Working data:
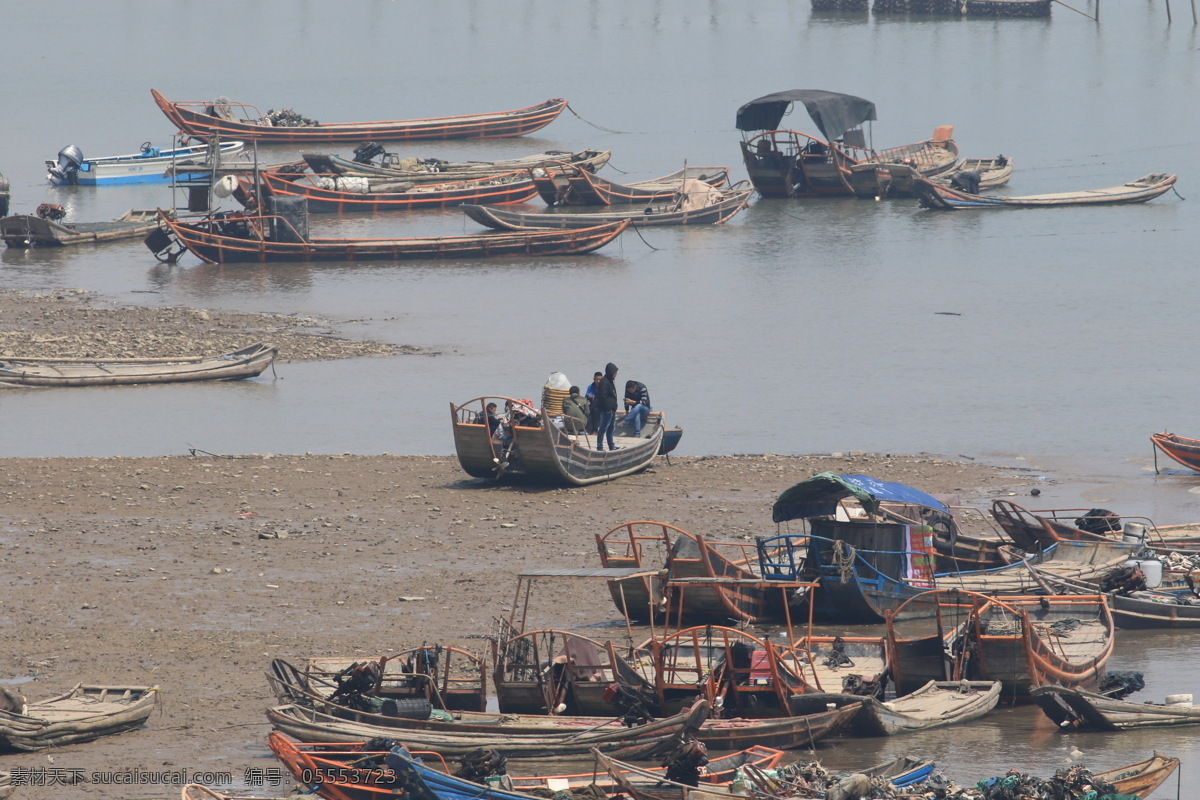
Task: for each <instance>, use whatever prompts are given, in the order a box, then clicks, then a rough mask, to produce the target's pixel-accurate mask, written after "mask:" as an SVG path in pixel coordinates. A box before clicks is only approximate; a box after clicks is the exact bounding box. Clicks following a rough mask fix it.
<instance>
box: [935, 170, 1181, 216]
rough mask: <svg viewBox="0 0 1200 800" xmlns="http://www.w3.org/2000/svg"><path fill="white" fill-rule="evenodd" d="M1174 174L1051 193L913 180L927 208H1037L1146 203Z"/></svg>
mask: <svg viewBox="0 0 1200 800" xmlns="http://www.w3.org/2000/svg"><path fill="white" fill-rule="evenodd" d="M1176 178H1177V176H1176V175H1168V174H1165V173H1153V174H1151V175H1144V176H1142V178H1139V179H1138V180H1134V181H1129V182H1128V184H1122V185H1121V186H1110V187H1108V188H1097V190H1085V191H1082V192H1056V193H1051V194H1027V196H1024V197H1016V196H1010V194H1008V196H1006V194H968V193H966V192H960V191H958V190H954V188H950V187H949V186H942V185H940V184H934V182H932V181H928V180H917V181H914V182H913V190H912V191H913V194H916V196H917V200H918V201H919V203H920V205H923V206H924V207H926V209H937V210H954V209H1037V207H1050V206H1060V205H1123V204H1129V203H1145V201H1146V200H1152V199H1154V198H1156V197H1158V196H1160V194H1165V193H1166V192H1169V191H1170V190H1171V187H1172V186H1175V181H1176Z"/></svg>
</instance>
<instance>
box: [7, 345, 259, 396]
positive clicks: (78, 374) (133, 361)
mask: <svg viewBox="0 0 1200 800" xmlns="http://www.w3.org/2000/svg"><path fill="white" fill-rule="evenodd" d="M276 355H278V350H277V349H276V348H274V347H271V345H270V344H263V343H258V344H251V345H250V347H246V348H242V349H240V350H234V351H233V353H226V354H224V355H215V356H178V357H170V359H92V360H90V361H82V360H79V359H23V357H13V359H0V389H13V387H23V386H130V385H136V384H172V383H184V381H196V380H241V379H244V378H253V377H254V375H258V374H259V373H262V372H263V371H264V369H266V368H268V367H269V366H271V362H272V361H275V356H276Z"/></svg>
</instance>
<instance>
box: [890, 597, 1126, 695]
mask: <svg viewBox="0 0 1200 800" xmlns="http://www.w3.org/2000/svg"><path fill="white" fill-rule="evenodd" d="M905 604H906V606H916V604H924V606H926V607H929V608H931V609H932V612H934V616H932V619H934V620H935V621H934V626H932V628H931V630H929V631H928V632H922V633H914V632H913V631H910V630H905V631H901V630H900V627H899V626H898V625H896V621H898V620H900V619H913V618H914V616H918V615H916V614H908V613H906V609H905V608H904V607H901V608H899V609H896V612H895V613H894V614H889V618H888V644H889V648H890V649H892V674H893V678H894V679H895V684H896V692H898V693H899V692H912V691H917V690H918V688H920V687H922V686H924V685H925V684H926V682H928V681H930V680H952V681H955V680H991V681H1001V682H1003V696H1004V697H1006V698H1007V699H1008V700H1010V702H1027V700H1028V699H1030V692H1031V691H1032V690H1033V688H1034V687H1037V686H1043V685H1046V684H1055V682H1056V684H1058V685H1061V686H1070V687H1081V688H1096V687H1097V686H1098V685H1099V680H1100V678H1102V676H1103V675H1104V670H1105V666H1106V663H1108V660H1109V656H1110V655H1111V654H1112V642H1114V625H1112V615H1111V614H1110V612H1109V607H1108V603H1106V602H1105V599H1104V596H1103V595H1051V596H1024V595H1022V596H1008V597H1004V596H1001V597H988V596H984V595H979V594H977V593H971V591H961V590H944V589H940V590H934V591H928V593H925V594H923V595H918V596H917V597H913V599H911V600H908V601H907V602H906V603H905ZM920 616H925V618H926V619H928V614H922V615H920Z"/></svg>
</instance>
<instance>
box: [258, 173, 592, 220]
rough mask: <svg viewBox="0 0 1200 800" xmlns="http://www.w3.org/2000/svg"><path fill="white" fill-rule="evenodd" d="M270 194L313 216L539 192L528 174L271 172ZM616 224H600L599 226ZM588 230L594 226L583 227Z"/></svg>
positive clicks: (496, 204)
mask: <svg viewBox="0 0 1200 800" xmlns="http://www.w3.org/2000/svg"><path fill="white" fill-rule="evenodd" d="M260 178H262V186H263V188H264V191H265V192H266V193H268V194H272V196H275V197H284V198H301V197H302V198H305V200H306V201H307V207H308V211H310V212H312V213H349V212H356V211H358V212H371V213H374V212H378V211H421V210H428V209H450V207H454V206H456V205H462V204H463V203H491V204H496V205H504V204H508V203H524V201H526V200H529V199H532V198H533V197H534V196H535V194H536V193H538V190H536V188H534V185H533V179H530V178H529V173H528V172H526V170H518V172H512V173H505V174H503V175H487V176H485V178H473V179H469V180H460V181H452V182H448V184H413V182H412V181H406V180H402V179H401V180H394V179H386V178H373V176H366V175H337V174H328V175H326V174H322V175H317V174H313V173H299V174H298V173H287V172H266V173H262V174H260ZM604 222H613V221H611V219H598V221H596V222H594V223H593V225H590V227H594V225H598V224H601V223H604ZM577 227H578V228H587V227H589V225H577Z"/></svg>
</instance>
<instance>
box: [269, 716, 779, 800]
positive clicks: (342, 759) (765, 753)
mask: <svg viewBox="0 0 1200 800" xmlns="http://www.w3.org/2000/svg"><path fill="white" fill-rule="evenodd" d="M266 744H268V746H269V747H270V748H271V752H274V753H275V756H276V757H277V758H278V759H280V762H281V763H282V764H283V766H284V768H287V770H288V771H289V772H290V774H292V776H293V778H294V780H295V781H296V782H298V783H300V784H302V786H310V787H316V788H317V794H318V795H320V796H322V798H326V799H328V800H366V799H368V798H388V796H394V795H400V794H403V793H404V787H402V786H396V783H395V781H394V777H392V776H391V775H389V771H391V768H390V766H389V765H388V759H386V756H388V753H390V752H391V750H388V748H379V747H378V745H380V744H383V742H335V744H317V745H308V744H302V742H298V741H294V740H292V739H289V738H287V736H284V735H283V734H281V733H278V732H277V730H272V732H271V733H270V734H269V736H268V740H266ZM409 754H410V756H420V757H421V758H422V759H427V763H426V764H425V766H426V768H427V769H428V768H432V769H431V771H432V772H436V774H437V776H436V777H433V776H430V780H428V781H426V782H427V783H430V784H431V788H433V789H434V790H436V793H437V796H439V798H442V799H443V800H449V799H451V798H462V800H470V799H473V798H475V799H478V798H482V799H485V800H503V799H504V798H514V796H520V798H528V796H529V794H528V793H530V792H541V790H547V789H550V790H557V792H562V790H568V789H578V788H583V787H587V786H593V784H594V786H596V787H598V788H599V789H600V790H602V792H605V793H606V794H614V793H616V792H618V790H619V787H618V786H617V784H616V782H614V781H612V778H610V777H608V776H607V775H606V774H601V775H596V774H595V772H594V771H588V772H576V774H562V775H521V774H520V772H518V774H516V775H514V774H512V765H511V764H510V765H509V770H510V771H509V774H506V775H505V776H504V777H503V778H500V781H498V782H497V786H491V784H481V783H474V782H470V781H466V780H463V778H460V777H455V776H452V775H450V772H451V769H450V766H449V765H448V764H446V763H445V762H444V760H442V759H440V757H438V756H437V754H432V758H430V756H431V754H430V753H409ZM784 754H785V753H784V751H781V750H773V748H770V747H754V748H748V750H743V751H739V752H736V753H730V754H727V756H722V757H719V758H713V759H710V760H709V762H708V763H707V764H706V765H704V768H703V769H702V771H701V775H700V782H701V783H703V784H704V786H726V784H728V783H731V782H732V781H733V778H734V774H736V771H737V770H738V769H739V768H743V766H746V765H752V766H756V768H758V769H773V768H774V766H776V765H778V764H779V762H780V760H782V758H784ZM648 771H650V772H653V774H654V775H656V776H659V777H662V776H664V775H665V772H666V768H653V769H650V770H648ZM551 787H553V789H551Z"/></svg>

Work required: From the first line of the records through the line containing "box: [935, 170, 1181, 216]", please output exactly those lines and nothing more, leaving out the pictures.

Task solution:
Task: for each <instance>, use whatever prompts are given, in the order a box, then clicks, then a rough mask, to produce the target's pixel-accurate mask, written after "mask:" as an SVG path in pixel coordinates. A box before clicks is only approximate; a box after clicks is the exact bounding box. Clicks following a rough mask fix it.
<instance>
box: [935, 170, 1181, 216]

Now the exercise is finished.